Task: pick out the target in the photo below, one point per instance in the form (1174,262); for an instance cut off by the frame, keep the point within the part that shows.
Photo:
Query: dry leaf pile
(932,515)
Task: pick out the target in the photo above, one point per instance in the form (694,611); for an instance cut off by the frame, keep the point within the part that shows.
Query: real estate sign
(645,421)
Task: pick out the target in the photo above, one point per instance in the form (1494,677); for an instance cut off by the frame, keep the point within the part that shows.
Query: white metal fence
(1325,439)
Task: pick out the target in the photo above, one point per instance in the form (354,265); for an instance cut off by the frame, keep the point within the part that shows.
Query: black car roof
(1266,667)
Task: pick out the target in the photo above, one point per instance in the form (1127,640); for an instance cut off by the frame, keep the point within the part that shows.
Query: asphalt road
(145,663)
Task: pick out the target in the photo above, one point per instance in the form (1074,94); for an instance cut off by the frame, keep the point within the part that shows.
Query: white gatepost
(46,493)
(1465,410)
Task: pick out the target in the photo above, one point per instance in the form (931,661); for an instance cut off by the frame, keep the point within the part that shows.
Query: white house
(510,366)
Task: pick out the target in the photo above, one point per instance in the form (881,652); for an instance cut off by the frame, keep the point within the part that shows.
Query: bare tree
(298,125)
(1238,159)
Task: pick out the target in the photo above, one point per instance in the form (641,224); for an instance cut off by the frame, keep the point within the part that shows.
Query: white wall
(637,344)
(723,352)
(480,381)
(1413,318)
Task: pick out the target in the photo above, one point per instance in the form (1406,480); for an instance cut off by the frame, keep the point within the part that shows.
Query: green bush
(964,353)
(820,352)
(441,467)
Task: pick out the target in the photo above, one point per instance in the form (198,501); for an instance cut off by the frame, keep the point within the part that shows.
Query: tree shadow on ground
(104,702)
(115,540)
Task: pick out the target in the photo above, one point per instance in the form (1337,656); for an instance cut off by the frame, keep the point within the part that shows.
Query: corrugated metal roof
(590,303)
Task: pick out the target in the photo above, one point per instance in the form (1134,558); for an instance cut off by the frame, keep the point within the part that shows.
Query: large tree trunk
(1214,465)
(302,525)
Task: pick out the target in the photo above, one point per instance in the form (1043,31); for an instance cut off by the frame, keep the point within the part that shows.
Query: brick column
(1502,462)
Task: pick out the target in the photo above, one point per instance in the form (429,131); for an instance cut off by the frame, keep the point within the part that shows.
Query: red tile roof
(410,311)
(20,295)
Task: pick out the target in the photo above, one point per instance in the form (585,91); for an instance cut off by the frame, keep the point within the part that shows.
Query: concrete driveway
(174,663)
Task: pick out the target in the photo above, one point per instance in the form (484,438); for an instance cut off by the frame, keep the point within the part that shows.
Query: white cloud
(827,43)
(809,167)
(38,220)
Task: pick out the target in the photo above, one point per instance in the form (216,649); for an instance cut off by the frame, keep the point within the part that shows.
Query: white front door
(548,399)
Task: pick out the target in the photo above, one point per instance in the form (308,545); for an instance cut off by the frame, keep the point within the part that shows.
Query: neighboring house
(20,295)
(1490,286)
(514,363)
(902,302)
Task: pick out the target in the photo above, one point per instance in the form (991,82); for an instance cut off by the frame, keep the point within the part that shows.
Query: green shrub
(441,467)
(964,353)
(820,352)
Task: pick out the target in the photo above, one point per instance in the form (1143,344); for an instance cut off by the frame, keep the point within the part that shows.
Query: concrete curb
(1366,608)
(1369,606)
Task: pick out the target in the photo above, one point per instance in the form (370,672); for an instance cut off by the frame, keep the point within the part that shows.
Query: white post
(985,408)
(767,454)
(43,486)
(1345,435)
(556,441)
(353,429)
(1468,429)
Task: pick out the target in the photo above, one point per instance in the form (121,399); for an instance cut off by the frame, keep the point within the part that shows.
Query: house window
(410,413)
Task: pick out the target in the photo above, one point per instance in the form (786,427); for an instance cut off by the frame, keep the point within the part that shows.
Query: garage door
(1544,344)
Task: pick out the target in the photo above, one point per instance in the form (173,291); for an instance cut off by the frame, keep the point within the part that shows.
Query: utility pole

-----

Extract each line of the listing above, copying it word for word.

### Solution below
Task: pick out the target in the photo below, one point per instance in the form (1174,262); for an instance cut off by the frame, keep the point within the part that shows.
Photo:
Query: dry leaf pile
(932,515)
Task: pick out the target in the photo above, one point per instance in the form (694,611); for an instance cut off by the frame, keep the point within the part that shows.
Query: real estate sign
(645,421)
Task: pick out the target in the photo above, one point per instance in the form (1494,677); for an instance cut off by the frame, keep the point within the part that shows.
Query: white metal fence
(1325,439)
Task: pick out the target in the photo above, one point per instance in the form (354,265); for an instance cut off by the frame, keep the point within the part that shows.
Query: black car roof
(1266,667)
Task: pick out the target in the photo above, one point per instance in the form (1127,640); for an instance cut off by the frame, keep the point within the part that shows.
Query: asphalt road
(145,663)
Task: pick out the target in the photo above, one point per instance in the form (1074,94); for an instance cut off by the frame, keep the point within the part that shows.
Query: white gatepost
(46,493)
(1465,410)
Task: pick out the target in the photo above, one point per instance in the form (931,661); for an instance cut off by the frame, keep the point within the part that shows.
Query: white house
(510,366)
Task: pick out the target in the photo above, one point per instance in the form (881,652); for an instance cut off by the frame, keep the point within the part that shows.
Query: bare tree
(298,125)
(1238,159)
Task: pick out the target in the photo above, one point per instance in the form (641,224); for an instance cut off by the frame, keep the point within the part that shows.
Query: white wall
(637,344)
(723,352)
(480,381)
(1413,318)
Task: pick out the target in the photo above, one point per instance in the form (1406,480); for an instance cut off by the frame, keep the point within the part that shows.
Query: green bush
(964,353)
(820,352)
(441,467)
Task: pick out the target in the photo above, one point per instance in the form (198,501); for an instance cut off by the frame, keep the point within the part that shows.
Query: tree shadow on ground
(104,702)
(115,540)
Task: pick out the target in the photo above, one point per instance in the form (1337,656); for an instance cut off by the frame, keep the point within the part that shows.
Query: corrugated metal roof
(590,303)
Task: pick out the target in the photo above, one point per instance in the form (1134,558); for an instance cut off by the frame, keep the point within the part that shows.
Query: large tree trunk
(1214,465)
(302,525)
Task: pick out the target in the photo above, one point per instance in the form (1043,31); for an instance cut off by the frame, keep the point within the part that shows.
Query: brick column
(1502,462)
Task: pick out the target in the photo above, one point per instance in the form (429,131); for an instance cut off by the frame, keep the point within the part that shows.
Query: red tile roof
(410,311)
(20,295)
Task: pick out the target in the photo above, one point per instance in the form (585,91); for an instance cut off by the frame, keep the point within the part that shows.
Query: concrete driveway
(174,663)
Task: pick out the target in the photo above, one point per instance in the form (484,438); for an instance cut off by the frame, keep the point within the part that shows.
Query: white cloud
(827,43)
(809,167)
(38,220)
Task: pick out the target in the photo above, one point per instance in the form (216,649); for an instance cut off by the frame, keep the point within the part that shows.
Query: white front door
(548,399)
Task: pick out the target in the photo above, one point per instance in the form (308,545); for an instance cut off by the frame, keep the point within the part that shows.
Query: neighboring house
(20,295)
(1490,286)
(514,363)
(902,302)
Task: pick out the target in the photo above, one point per instance in the form (991,82); for an instance cut off by the frame, keep the point within the part that shows.
Query: green shrub
(441,467)
(964,353)
(820,352)
Task: pick out the target in the photo above, one point per instance in the form (1143,344); for an instance cut off by the frame, keep the point within the part that shows.
Query: concrete curb
(1366,608)
(1369,606)
Task: pick out the target in the photo above, one point per instance in the form (370,672); for an instance cut off by the frame, keep the point within the part that shows.
Query: white post
(985,408)
(767,454)
(43,486)
(1345,435)
(556,441)
(353,429)
(1468,429)
Task: pick out the target in the photo above, one point per instance in the form (121,399); for an instance cut off by the frame, keep the point within the part that shows.
Query: house window
(410,413)
Task: pick out the target in the photo above, one point per instance in the form (786,427); for an instance cut off by the frame, keep the point within the part that shows.
Query: garage door
(1544,344)
Task: pick out the target in the photo above, one point per instance in the form (173,291); for an instance cut off by the frame, keep the point within the part that shows.
Query: utility pole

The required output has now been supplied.